→ Challenges
1. In the excerpt on Trump's litigation tactics, rewrite the paragraph beginning "In 2019, Trump's personal lawyers sued" in shorter form, keeping its main facts.
2. Pick up the commentary on Trump's legal delays after its last sentence and keep writing.

There needs to be a process for expediting resolution of matters involving a manically litigious president and the public interest.  

Whenever anyone has tried to hold Donald Trump legally accountable for anything in his long, tricky, unaccountable life, his army of lawyers gets to work filing mountains of papers, making arguments that are often ridiculous (“yes, he could shoot somebody on Fifth Avenue and nobody could arrest him or investigate while he’s president”), but not technically “frivolous” (which would get them thrown out of court instantly– with ethical consequences for the lawyers). 

In 2018 the NY County DA, Cyrus Vance Jr.  subpoenaed Mr. Trump’s tax records from his accountants, Mazars, to determine whether Trump had falsified records to hide hush money payments to a porn star to keep quiet about their sexual liaison in the days before the 2016 election.   Mr. Trump’s former personal lawyer Michael Cohen is back in prison, in part for that crime.

In 2019, Trump’s personal lawyers sued the Manhattan DA, and Mazars, to prevent the disclosure of the tax fillings. Trump v. Vance (and Mazars, et al)  was one of the cases recently decided by the Supreme Court.  Trump’s lawyers brought the protective case on shaky legal grounds that John Roberts easily disposed of but the years of delay caused by bringing a lawsuit and vigorously litigating a case they knew they’d eventually lose, were years of unaccountability that Trump gained.

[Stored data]
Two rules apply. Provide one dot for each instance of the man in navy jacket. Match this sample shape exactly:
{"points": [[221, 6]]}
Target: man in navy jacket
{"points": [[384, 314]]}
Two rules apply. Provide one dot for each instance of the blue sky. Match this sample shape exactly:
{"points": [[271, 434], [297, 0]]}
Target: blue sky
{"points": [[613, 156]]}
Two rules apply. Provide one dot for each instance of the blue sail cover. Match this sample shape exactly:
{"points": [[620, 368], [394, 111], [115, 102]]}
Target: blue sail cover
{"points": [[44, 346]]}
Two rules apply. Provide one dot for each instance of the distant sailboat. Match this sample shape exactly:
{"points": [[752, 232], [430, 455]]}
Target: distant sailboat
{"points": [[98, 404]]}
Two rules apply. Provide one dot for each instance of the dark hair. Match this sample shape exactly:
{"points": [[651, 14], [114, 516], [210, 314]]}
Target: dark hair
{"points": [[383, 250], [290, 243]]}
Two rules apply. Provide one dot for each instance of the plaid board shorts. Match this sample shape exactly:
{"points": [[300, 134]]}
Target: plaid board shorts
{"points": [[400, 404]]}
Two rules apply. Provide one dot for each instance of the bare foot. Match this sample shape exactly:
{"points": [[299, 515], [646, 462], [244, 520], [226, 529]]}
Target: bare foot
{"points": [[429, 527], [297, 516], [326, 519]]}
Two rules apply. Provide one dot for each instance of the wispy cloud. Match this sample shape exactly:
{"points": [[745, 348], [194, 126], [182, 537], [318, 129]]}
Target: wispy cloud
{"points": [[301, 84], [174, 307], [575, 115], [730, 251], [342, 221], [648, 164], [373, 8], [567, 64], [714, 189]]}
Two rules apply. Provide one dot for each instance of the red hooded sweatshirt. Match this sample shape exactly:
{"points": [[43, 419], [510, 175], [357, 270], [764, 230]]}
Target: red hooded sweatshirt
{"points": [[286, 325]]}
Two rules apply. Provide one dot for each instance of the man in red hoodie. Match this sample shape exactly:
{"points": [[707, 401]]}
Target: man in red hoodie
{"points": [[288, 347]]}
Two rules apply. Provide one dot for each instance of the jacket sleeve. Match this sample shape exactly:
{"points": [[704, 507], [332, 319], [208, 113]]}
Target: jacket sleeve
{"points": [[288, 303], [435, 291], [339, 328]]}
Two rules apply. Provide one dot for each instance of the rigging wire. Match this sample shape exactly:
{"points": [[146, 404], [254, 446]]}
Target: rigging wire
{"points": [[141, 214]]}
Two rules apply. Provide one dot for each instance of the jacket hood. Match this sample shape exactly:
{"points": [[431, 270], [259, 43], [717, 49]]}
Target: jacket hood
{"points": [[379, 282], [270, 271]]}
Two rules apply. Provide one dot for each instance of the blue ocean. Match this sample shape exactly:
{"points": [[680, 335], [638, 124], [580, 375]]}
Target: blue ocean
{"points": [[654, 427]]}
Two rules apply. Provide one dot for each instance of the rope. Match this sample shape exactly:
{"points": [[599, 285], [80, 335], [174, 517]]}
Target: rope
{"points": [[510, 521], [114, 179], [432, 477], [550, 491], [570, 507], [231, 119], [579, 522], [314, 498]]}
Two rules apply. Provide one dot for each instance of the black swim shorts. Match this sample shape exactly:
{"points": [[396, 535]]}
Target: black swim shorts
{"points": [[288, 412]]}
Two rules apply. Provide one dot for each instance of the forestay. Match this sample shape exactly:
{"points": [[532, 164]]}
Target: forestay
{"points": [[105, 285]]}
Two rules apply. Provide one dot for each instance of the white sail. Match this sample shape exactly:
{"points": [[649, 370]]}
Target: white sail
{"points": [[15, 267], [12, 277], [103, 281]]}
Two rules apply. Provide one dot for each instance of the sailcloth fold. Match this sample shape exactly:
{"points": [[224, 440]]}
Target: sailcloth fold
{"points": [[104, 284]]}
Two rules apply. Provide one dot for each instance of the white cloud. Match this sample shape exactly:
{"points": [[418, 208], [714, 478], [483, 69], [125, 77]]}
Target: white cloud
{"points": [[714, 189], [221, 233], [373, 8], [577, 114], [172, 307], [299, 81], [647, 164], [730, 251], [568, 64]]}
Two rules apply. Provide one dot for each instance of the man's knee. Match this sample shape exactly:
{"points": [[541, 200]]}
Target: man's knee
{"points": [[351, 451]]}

→ Responses in order
1. In 2019, Trump's personal lawyers sued the Manhattan DA and Mazars to block release of his tax records. The case, Trump v. Vance, was recently decided by the Supreme Court. John Roberts easily disposed of its shaky legal grounds. Still, by suing and hard-fighting a case they knew they would lose, the lawyers gained Trump years of unaccountability.

2.
The result was predictable:  the Supreme Court ruled 7-2 that Mr. Trump’s accountants will eventually have to turn over the tax records, but it could be many months, or even years, before the public sees them.  It also left open the possibility, strongly endorsed by four of the five conservatives, that Trump’s lawyers could use new delaying tactics to prolong even this straightforward case indefinitely.

In the related case of the president’s blanket refusal to allow his accountants to comply with Congressional subpoenas, Trump v. Mazars, the Court ruled the same way, also 7-2.  The second case was brought by Trump’s personal lawyers in an attempt to block his accountants, and Deutsche Bank, from turning over subpoenaed documents from before Trump was president.  One presumes these documents contain compromising information the president does not want known. 

The 7-2 majority ruled that the president has no legal grounds to issue blanket orders to everyone he has ever done business with to treat all his relationships and records as top secret.   The public has a right to know if the president is entangled, say, with shady foreign (or domestic) oligarchs (here we call them ‘philanthropists’) that he may be indebted to.  If Congress has a legitimate “legislative” need to see documents, and the subpoena passes a new four part test, the president may not block compliance with the subpoena.

The Congressional subpoena case was sent back to the lower court for Trump’s lawyers to file additional papers to delay resolution until after the 2020 election (when the subpoenas in question will evaporate anyway, as a matter of law).   It makes no difference whether Trump’s lawyers make winning or losing arguments (they mostly lose), the game is to delay resolution of issues for as long as possible.  They win by delaying.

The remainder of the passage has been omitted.